Raw records.

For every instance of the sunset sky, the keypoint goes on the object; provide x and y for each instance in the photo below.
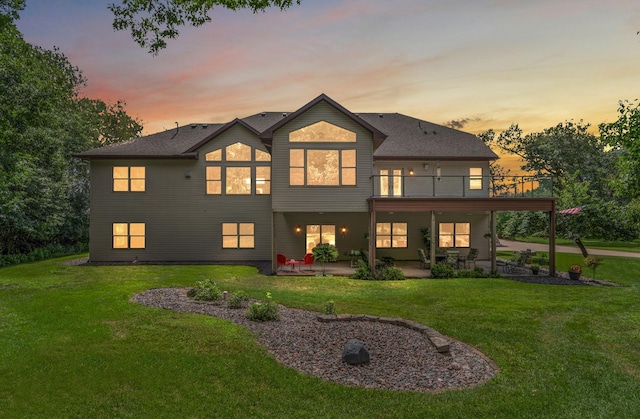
(482, 63)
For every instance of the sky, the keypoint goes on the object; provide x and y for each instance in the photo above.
(473, 64)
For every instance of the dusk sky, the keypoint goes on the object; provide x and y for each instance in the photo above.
(482, 63)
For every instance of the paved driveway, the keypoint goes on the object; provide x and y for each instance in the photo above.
(518, 246)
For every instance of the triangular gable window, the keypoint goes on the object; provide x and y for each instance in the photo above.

Required work.
Write out all of the data above word for word, omitting the pictures.

Exercise output.
For every instance of the sunset sky, the keypoint goes on the object; provide x and y for each instance in the photo below.
(482, 63)
For every instance of the sky, the keypoint goes on the object; provide x and y for each instance in the photo above.
(473, 64)
For every instance of the dusk sky, the keypoint goes on the object; provide x and y for each instance in the photo above.
(482, 63)
For every instance of the paved driveway, the keypoint goes on the object; provide x and y for each instance in the photo above.
(518, 246)
For every instance of the triangular gable window, the keypoint goes on the object; provide x and y for each instance in the photo above.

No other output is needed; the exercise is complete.